▶ _TEXT FOR ANALYSIS_
************
GREG HILL

Meanwhile I was preoccupied with the tasks and adventures of day-to-day living in the French Quarter, where I shared my living space with a young man who had accompanied me from Southern California.

My roommate, Gregory Hill, was short in physical stature with curly black hair. Elfin blue eyes combine with his squat physique to give him a Pan-like appearance.

A lover of wines, cheeses, unusual tobaccos, exotic teas, strange blends of coffee, and anything else calling for subtle distinctions -- including abstract optical effects in art and mind-bending intellectual paradoxes -- a connoisseur of everything quaint, particularly when he discovered for himself what was quaint about it, Greg would spend hours looking into something that most people would never notice.

Expressions of gratitude to Saint Jude and Huey P. Long for prayers answered among the personal classifieds of the New Orleans Times Picayune, Cajun jokes, French Quarter architecture, Irish Channel slang and crackpot cults all amused him enormously.

Our first outings together in El Monte, California, had in fact been to meetings of a far-out religion of flying saucer buffs founded by a man named Daniel Fry. The cult was called "Understanding" (except that it was spelled with a Christian cross where the "t" would ordinarily go).

Greg found in Slim an amusing and intellectually stimulating companion.

I took Greg to visit Slim's pad -- where, in keeping with his notions of hospitality, the landlocked seaman immediately served up a Mason jar full of room temperature coffee.

Greg took a sip and wrinkled his nose. "This coffee's cold!"
************
▶ _SUPPLIED DATA_
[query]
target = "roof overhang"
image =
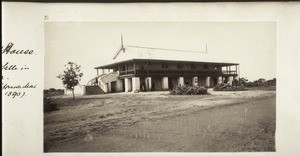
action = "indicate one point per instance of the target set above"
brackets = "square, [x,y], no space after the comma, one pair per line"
[112,65]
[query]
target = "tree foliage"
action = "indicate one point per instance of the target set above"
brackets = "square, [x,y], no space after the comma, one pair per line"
[71,76]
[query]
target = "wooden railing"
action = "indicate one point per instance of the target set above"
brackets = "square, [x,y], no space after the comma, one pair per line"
[161,72]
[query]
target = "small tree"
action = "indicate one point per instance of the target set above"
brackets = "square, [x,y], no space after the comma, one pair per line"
[71,76]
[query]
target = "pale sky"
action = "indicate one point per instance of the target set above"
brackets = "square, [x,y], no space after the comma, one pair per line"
[91,44]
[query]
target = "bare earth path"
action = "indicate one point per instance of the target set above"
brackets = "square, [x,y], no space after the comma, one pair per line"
[243,125]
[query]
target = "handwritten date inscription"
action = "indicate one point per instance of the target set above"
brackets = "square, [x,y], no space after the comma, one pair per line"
[17,89]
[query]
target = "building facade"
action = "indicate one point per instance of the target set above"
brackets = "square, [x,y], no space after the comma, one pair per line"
[153,75]
[135,74]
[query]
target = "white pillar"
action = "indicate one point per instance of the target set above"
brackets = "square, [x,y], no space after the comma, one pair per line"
[148,81]
[230,79]
[109,87]
[135,84]
[207,81]
[127,85]
[195,81]
[119,85]
[237,78]
[84,89]
[180,81]
[165,83]
[220,79]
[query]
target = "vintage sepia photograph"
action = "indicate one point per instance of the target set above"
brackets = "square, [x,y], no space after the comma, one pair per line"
[159,86]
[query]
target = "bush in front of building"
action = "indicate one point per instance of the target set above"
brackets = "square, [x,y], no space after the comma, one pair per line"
[189,90]
[228,87]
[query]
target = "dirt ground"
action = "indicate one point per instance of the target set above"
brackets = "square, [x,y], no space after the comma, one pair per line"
[159,122]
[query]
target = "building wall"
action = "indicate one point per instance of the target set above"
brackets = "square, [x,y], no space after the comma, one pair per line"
[201,81]
[157,83]
[92,90]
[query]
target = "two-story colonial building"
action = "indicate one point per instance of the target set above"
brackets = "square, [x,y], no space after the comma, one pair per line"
[139,71]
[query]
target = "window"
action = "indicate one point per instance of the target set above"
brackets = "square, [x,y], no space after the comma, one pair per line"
[164,65]
[179,65]
[192,66]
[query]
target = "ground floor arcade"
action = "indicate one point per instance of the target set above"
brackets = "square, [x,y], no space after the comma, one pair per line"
[137,84]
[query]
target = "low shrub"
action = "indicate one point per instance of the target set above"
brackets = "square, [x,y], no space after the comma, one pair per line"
[228,87]
[189,90]
[49,105]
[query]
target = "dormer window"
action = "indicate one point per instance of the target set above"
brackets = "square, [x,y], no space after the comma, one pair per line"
[164,65]
[192,66]
[179,65]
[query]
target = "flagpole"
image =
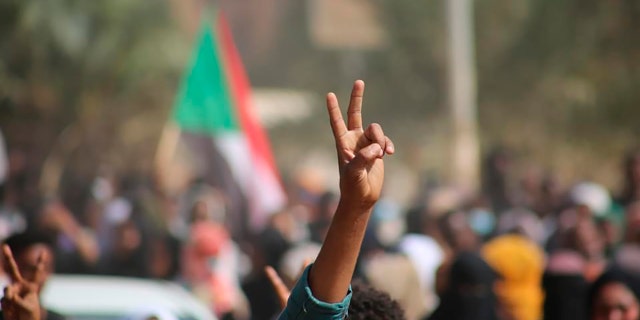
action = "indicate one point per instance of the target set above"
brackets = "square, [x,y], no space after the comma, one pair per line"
[463,95]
************
▶ _PROBLEM 1_
In the account of Greg Hill, what did Slim serve when Greg came to visit?
▶ _PROBLEM 2_
Extend the account of Greg Hill, picking up right after Greg's complaint that the coffee is cold.
The records were taken from a separate source.

▶ _WRITTEN REPLY 1_
A Mason jar full of room-temperature coffee.

▶ _WRITTEN REPLY 2_
Slim laughed. "Man, you don't drink coffee -- you drink temperature!"

Always a pushover for utilitarian logic, Greg was to remark to me many years later: "You know something? From that day to this I have never once complained about cold coffee."

Greg and Brother-in-law met only once or twice. First on the Sunday before Memorial Day when Slim, Gary and Ola dropped into our Saint Louis Street pad for a visit. I don't recall much of the conversation that afternoon -- only that Brother-in-law kept looking at Greg's typewriter, with which I was currently writing my novel about Oswald.

Hands behind his head, Gary tipped his chair back and stared at the machine with a loutish grin and began talking about a pawn shop on Canal Street where it was possible to have stolen goods fenced.

For my part, I spent most of the time observing the serene, resolute Ola, whose liberal cultural and racial views rebuked her Mississippi background. I was trying to figure out what she saw in a self-proclaimed Nazi, since in spite of her professed agreement with Ayn Rand, some of my own much more rational right-wing views seemed to annoy her. Slim had told me Brother-in-law liked Ola because he deemed her red hair a Germanic trait.

In those days, we were inclined to leave our door unlocked, and the next day, Memorial Day of 1961, when Greg and I were out somewhere drinking coffee and arguing philosophy, somebody made off with the typewriter. Both of us suspected Brother-in-law, but we didn't see how we could prove anything -- the idea of checking with the pawn shop he'd mentioned never dawned on either of us.

We did call the police, however. Two cops came to visit us. They said from now on to keep our door locked. "Believe me," one of them added, "after you've been in our business awhile, you know better than to trust your own brother."

As for any hope of recovering our stolen property, the chances were, they allowed, slim.

Since I was drawing unemployment, retroactive from the period before I got part-time work as a phone solicitor, I gladly paid the greater portion of the price for a new typewriter -- something which Greg commented at the time, was "more than generous," compelling me to explain that my motive was self-interest: "I want to finish The Idle Warriors."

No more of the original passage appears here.